### DATA FOR ANALYSIS

+---+

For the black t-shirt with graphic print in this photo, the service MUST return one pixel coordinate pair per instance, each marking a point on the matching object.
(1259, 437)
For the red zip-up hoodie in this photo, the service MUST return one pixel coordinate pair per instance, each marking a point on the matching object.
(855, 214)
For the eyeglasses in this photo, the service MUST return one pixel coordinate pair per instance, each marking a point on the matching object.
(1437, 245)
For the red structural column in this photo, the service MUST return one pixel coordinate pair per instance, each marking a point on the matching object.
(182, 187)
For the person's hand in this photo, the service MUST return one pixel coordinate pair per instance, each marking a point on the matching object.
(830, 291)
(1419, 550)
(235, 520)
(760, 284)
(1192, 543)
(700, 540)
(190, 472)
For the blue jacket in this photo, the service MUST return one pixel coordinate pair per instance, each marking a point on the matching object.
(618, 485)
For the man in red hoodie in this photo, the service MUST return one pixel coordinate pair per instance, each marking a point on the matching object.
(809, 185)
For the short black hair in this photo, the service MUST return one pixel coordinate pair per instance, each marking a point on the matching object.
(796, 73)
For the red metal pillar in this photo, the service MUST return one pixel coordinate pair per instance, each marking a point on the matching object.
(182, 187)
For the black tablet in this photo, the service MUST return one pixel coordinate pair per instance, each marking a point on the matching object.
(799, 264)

+---+

### TASK DETAILS
Output the line containing "For the man" together with all later lines of the entries, exactly as written, through the final line.

### SOLUTION TO THIS TASK
For the man in red hoodie in this photo, the service MUST return one pixel coordinate pair per instance, each marking a point on the matching object.
(809, 185)
For the short black hair in this photo, the service MUST return one pixel coordinate pair per instance, each marking a point on the matching object.
(796, 73)
For the red metal pillar in this photo, the service MUST return one pixel coordinate pair per instance, each marking a point on the matching object.
(182, 187)
For the black tablet in this photo, the service MUST return one pixel coordinate pair per instance, each marking a point on the matching object.
(799, 264)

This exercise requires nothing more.